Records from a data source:
/---

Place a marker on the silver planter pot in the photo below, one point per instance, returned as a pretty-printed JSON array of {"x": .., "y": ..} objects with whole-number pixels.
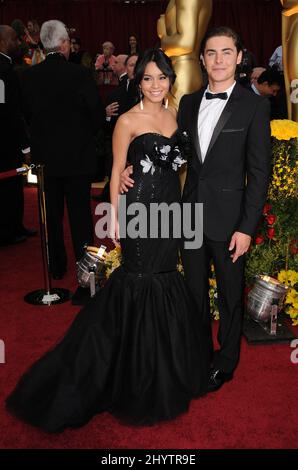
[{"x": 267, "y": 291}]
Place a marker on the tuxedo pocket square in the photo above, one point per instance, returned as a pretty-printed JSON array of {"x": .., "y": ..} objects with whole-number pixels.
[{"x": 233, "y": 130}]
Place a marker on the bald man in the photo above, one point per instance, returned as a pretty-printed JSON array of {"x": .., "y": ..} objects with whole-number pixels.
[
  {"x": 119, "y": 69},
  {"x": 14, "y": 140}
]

\---
/---

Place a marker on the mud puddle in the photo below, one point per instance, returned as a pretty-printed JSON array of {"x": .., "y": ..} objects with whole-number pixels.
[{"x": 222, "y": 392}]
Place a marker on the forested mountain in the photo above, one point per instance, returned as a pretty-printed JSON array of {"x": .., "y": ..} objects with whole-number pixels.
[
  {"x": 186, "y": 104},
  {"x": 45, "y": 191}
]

\---
/---

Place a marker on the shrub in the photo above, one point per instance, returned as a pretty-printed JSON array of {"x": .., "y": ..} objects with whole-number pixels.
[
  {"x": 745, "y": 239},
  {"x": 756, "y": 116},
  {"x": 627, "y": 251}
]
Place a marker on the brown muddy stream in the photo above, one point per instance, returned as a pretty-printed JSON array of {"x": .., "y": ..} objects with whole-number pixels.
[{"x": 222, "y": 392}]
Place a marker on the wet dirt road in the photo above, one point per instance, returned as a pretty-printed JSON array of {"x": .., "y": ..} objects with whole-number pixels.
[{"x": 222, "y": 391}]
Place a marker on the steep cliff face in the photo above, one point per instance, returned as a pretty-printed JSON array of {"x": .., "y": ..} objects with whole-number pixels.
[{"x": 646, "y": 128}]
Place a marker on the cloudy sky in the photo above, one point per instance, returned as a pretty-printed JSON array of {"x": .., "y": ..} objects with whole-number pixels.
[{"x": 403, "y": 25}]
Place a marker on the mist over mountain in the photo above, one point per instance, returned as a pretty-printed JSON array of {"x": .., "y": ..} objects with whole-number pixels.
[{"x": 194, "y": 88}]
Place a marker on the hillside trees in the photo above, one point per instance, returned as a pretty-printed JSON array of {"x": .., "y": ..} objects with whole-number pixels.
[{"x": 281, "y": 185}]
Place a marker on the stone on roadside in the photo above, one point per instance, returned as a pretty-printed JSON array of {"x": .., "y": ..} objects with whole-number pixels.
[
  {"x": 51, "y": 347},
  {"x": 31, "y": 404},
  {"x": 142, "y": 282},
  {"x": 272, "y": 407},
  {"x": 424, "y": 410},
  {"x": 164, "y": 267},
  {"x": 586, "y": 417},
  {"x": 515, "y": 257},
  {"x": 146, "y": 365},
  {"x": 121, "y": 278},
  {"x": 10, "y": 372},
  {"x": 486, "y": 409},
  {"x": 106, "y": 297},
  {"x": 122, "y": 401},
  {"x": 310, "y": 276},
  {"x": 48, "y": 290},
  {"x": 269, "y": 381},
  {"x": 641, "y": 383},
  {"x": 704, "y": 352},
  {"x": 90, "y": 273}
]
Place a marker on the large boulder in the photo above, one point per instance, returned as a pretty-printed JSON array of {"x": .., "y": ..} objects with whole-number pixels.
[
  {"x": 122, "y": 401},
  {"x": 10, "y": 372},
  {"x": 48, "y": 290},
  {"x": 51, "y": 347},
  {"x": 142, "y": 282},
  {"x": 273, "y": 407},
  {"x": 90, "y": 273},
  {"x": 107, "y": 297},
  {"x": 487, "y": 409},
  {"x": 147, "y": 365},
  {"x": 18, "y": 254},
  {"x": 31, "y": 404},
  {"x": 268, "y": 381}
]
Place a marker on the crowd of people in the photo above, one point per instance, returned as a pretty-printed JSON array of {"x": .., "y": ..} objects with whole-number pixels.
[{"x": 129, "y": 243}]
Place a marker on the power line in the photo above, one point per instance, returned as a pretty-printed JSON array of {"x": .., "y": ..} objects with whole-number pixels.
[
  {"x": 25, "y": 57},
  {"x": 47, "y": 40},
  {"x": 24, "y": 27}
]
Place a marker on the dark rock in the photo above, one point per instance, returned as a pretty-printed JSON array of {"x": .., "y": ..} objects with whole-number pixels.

\---

* REQUIREMENT: Which lines of the listing above contain the word "below"? Identify each one and copy it out in full.

* TASK SOLUTION:
Place a marker on the silver planter pot in the photo below, one point per instance, returned as a pretty-printed JSON array of {"x": .., "y": ..} objects with whole-number pixels.
Place a marker on the mud puddle in the photo below, one point per instance, returned as a pretty-printed JSON array of {"x": .., "y": ..} objects with whole-number pixels.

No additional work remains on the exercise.